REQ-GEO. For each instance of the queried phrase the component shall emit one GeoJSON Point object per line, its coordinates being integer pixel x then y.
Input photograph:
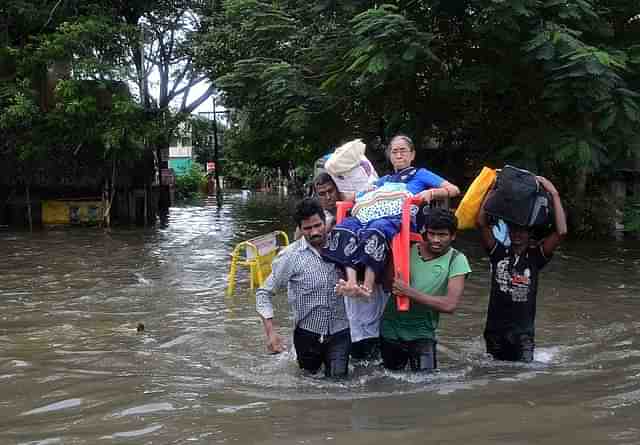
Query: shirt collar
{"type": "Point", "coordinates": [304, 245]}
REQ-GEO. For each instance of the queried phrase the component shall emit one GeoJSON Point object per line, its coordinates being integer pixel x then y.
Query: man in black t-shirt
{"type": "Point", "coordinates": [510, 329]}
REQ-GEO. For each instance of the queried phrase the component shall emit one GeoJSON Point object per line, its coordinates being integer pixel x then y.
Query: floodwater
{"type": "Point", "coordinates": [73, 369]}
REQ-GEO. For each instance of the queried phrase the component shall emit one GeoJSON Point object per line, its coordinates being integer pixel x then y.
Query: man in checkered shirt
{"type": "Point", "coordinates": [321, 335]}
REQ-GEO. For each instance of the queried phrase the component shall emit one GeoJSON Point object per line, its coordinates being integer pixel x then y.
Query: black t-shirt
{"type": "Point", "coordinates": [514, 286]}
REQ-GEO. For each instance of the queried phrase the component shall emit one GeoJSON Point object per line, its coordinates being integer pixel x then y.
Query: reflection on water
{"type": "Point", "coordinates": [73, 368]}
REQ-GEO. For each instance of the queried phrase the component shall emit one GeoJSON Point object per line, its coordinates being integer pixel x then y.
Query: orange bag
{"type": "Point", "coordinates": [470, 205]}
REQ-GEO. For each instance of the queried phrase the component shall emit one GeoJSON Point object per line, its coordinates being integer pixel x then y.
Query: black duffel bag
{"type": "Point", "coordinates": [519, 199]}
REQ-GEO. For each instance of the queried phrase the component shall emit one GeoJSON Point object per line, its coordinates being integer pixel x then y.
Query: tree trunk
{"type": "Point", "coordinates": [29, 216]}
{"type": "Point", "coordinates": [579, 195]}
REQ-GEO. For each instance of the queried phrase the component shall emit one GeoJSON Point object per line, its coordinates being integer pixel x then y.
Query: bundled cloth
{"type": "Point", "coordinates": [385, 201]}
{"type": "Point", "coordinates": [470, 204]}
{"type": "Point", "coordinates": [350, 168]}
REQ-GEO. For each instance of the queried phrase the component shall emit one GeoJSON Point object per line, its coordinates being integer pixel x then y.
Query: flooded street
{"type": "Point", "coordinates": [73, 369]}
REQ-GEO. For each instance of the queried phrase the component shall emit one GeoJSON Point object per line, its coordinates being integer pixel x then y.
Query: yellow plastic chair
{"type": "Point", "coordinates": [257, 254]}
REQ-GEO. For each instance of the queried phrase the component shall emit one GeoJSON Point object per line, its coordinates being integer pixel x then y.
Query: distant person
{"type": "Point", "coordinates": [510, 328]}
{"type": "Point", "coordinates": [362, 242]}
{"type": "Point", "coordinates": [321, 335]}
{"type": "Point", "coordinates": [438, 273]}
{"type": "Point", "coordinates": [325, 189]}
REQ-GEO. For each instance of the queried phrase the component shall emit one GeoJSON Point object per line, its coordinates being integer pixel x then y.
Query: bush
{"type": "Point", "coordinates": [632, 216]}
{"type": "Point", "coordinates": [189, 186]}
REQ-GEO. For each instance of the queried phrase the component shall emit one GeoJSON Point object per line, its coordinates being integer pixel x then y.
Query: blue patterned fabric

★ ★ ★ ★ ★ ★ ★

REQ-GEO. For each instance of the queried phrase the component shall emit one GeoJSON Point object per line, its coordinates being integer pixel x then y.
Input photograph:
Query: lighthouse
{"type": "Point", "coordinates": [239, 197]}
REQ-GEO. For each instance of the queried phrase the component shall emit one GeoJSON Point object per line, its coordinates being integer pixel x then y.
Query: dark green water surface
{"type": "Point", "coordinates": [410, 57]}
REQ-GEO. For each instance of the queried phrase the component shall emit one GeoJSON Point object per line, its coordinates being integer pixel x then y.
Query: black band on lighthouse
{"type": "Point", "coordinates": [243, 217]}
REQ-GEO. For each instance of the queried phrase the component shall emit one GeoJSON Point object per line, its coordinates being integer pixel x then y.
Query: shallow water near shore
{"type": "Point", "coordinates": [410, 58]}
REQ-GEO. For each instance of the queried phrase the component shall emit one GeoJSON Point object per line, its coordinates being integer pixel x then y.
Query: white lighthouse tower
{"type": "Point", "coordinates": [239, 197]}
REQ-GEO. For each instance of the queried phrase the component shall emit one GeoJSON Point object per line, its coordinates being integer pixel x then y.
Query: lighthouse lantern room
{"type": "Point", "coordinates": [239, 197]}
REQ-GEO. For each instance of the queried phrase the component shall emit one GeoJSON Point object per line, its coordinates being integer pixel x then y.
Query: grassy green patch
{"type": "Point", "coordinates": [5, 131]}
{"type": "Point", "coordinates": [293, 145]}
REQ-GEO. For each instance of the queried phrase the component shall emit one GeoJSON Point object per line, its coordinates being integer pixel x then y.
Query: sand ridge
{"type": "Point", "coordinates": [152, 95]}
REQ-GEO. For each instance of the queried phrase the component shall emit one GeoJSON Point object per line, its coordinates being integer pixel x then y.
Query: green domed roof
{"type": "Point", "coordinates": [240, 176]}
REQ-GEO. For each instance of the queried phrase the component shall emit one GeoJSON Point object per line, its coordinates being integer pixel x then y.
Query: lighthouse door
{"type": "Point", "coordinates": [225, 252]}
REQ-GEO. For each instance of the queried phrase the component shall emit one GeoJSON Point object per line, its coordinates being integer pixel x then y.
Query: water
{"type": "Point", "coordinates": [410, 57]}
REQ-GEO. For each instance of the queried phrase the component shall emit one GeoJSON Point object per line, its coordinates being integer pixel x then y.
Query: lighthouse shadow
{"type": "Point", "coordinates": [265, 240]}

★ ★ ★ ★ ★ ★ ★

* SHORT TASK:
Select every line in the rows above that contains the string "black", matching case exactly, and copy each such line.

* RESPONSE BELOW:
Query: man in black t-shirt
Query: black t-shirt
Query: black duffel bag
Query: black band on lighthouse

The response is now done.